**Текст страницы:**
И вдобавок ко всему то и дело выступают вперед подозрительные, землистые лица, слышатся голоса с особенной, то хрипучей, то гортанной или носовой зловещею нотой. И большая часть из таких больных сами не знают еще, что уже носят в себе сильно развитую болезнь.
Писарь, сидящий рядом со мной, то и дело как-то странно откашливается.
— Вы здоровы? — спрашиваю я у него.
— Здоров… вот что-то… перехватило.
Но я вижу ясно, что уже болезнь подвинулась далеко, проступает в слезящихся глазах, в землистом лице.
Несчастный муж сифилитической бабы то и дело выдвигается из толпы и прерывает нашу работу…
— Ваше благородие, как же мне с бабой-те быть?..
— Молчи, видишь, сейчас некогда.
— Терпежу нет. Дети… Изба махонькая…
Через несколько минут его мрачный, глухой и страдающий голос опять нарушает угрюмую тишину этого угнетенного схода:
— Из сил я выбился. Смерти господь не дает ей. Господи, царица небесная!

**Задания:**
1) Ответьте по отрывку о сходе на вопросы, по одному на строку:
(a) Что то и дело делает писарь, сидящий рядом?
(b) Что отвечает писарь на вопрос «Вы здоровы?»?
(c) Чего, по словам мужа больной бабы, господь ей не дает?
2) Допишите следующую часть отрывка о сходе, начиная сразу после его последнего предложения.

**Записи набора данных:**
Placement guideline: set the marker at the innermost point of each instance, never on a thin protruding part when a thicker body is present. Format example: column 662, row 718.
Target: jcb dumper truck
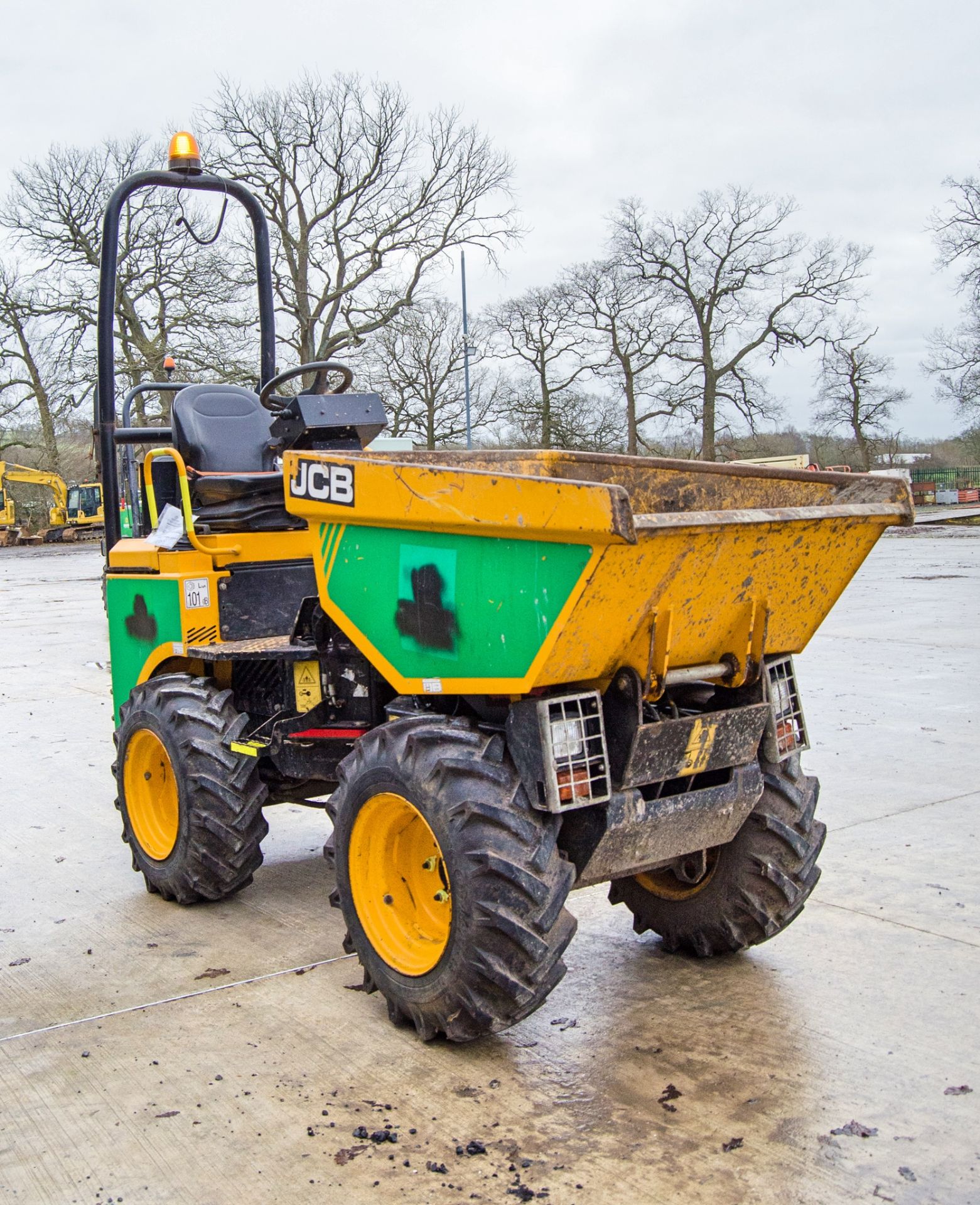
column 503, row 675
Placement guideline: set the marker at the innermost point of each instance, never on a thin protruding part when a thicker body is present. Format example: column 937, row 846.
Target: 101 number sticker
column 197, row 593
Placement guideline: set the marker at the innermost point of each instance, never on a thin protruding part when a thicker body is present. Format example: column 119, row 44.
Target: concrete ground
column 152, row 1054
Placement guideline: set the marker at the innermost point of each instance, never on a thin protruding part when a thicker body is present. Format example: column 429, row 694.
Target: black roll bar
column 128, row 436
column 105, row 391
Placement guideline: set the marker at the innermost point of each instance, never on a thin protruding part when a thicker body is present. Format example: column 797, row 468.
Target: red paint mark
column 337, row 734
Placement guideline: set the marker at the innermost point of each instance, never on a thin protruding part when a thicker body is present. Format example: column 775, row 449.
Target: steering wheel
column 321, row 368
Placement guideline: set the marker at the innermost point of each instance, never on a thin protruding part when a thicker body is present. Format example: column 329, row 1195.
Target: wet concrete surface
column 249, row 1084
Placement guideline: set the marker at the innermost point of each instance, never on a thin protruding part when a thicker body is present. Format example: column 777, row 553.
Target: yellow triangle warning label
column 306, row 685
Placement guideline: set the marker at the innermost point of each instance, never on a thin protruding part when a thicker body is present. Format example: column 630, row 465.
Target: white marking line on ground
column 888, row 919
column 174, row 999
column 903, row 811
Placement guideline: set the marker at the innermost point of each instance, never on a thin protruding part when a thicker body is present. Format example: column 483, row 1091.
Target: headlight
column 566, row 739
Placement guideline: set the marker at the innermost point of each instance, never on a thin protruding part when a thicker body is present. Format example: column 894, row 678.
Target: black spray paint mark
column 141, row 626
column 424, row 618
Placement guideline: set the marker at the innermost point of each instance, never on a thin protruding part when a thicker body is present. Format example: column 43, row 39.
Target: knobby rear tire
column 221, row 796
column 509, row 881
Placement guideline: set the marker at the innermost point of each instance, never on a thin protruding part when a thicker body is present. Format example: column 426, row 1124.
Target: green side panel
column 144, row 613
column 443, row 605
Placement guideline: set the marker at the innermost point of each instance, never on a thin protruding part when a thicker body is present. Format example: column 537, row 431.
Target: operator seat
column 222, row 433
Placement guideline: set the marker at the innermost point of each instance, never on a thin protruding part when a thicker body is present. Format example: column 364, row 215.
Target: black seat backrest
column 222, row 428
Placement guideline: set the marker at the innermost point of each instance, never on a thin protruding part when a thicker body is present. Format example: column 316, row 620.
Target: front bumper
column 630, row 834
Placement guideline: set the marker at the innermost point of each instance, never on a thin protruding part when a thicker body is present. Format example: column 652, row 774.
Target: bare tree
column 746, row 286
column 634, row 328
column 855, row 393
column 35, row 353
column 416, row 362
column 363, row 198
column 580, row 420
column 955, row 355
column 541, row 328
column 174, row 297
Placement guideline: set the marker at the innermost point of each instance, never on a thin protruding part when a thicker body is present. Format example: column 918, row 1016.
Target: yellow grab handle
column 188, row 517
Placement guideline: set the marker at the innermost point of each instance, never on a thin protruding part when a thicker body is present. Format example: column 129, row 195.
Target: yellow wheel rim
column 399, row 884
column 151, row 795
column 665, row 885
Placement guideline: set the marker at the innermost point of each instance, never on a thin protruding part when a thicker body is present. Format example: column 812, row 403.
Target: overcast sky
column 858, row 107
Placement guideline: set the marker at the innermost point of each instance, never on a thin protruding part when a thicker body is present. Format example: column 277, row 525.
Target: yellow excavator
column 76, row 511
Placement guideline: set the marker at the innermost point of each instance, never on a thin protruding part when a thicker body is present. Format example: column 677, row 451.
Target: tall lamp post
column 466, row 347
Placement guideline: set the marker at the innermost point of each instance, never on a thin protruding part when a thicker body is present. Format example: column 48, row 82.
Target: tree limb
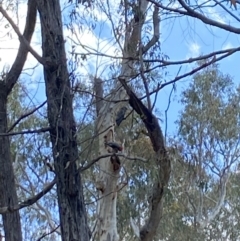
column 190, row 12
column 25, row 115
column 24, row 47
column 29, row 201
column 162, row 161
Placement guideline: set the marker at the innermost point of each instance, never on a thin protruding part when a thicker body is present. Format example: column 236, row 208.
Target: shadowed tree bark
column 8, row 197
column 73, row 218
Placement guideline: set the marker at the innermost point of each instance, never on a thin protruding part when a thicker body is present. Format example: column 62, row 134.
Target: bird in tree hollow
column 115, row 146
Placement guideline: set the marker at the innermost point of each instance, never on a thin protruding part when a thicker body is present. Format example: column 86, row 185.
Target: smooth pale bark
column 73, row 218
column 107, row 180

**Ответы к заданиям:**
1)
(a) Как-то странно откашливается.
(b) «Здоров… вот что-то… перехватило».
(c) Смерти.

2)
На улице он опять выдвигает вперед старосту и сам приступает к нам с неотвязным вопросом:
— Как быть?.. Терпежу нету мне, невозможно мне терпеть, ваше благородие, сделайте божескую милость…
Я даю ему денег на больную, — это все, что я могу сделать. Больная неизлечима, болезнь ее в этом периоде не заразительна, поэтому ее не возьмут в больницу. И вот, целая семья живет в тесной избе с полуумершим и разлагающимся человеком, отравляемая невыносимым «духом». Это, господа, не голод, это не связано ни с засухой, ни с неурожаем. Это для Петровки, для многих Петровок — обычное, заурядное, хроническое явление!
С тяжестью в голове, отуманенные, выбрались мы из тесной избы, с плотной, угрюмой толпой, с ее угнетенным, подавленным и подавляющим настроением, с этими землистыми лицами мужиков, женщин, детей и подростков, едва выделявшихся в парном и темном воздухе курного жилья. На дворе нас встретил уже вечер. Мгла. Лес стоит невдалеке, задернувшись сизым туманом… Там, в двенадцати верстах, в чаще стоит Ташинский завод, наделяющий эти подлесные деревеньки скудным заработком и «дурною болью». А тут уже — с поцелуем матери, с куском поданного Христа-ради хлеба, с надетым на время чужим платочком, — переходит невидимо дурная боль от человека к человеку, из избы в избу и ужасом давит несчастную, темную, беззащитную в своем невежестве деревню.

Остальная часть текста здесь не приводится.